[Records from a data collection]
========

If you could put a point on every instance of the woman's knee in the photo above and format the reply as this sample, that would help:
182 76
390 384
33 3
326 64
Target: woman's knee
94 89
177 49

========

*Task prompt*.
Copy out the rows above line for line, keeping every character unchanged.

*Solution for this task*.
If you could put a point on every instance of the woman's knee in the photo above and format the reply as this sample, that would help:
182 76
390 384
33 3
326 64
Target: woman's knee
94 89
177 49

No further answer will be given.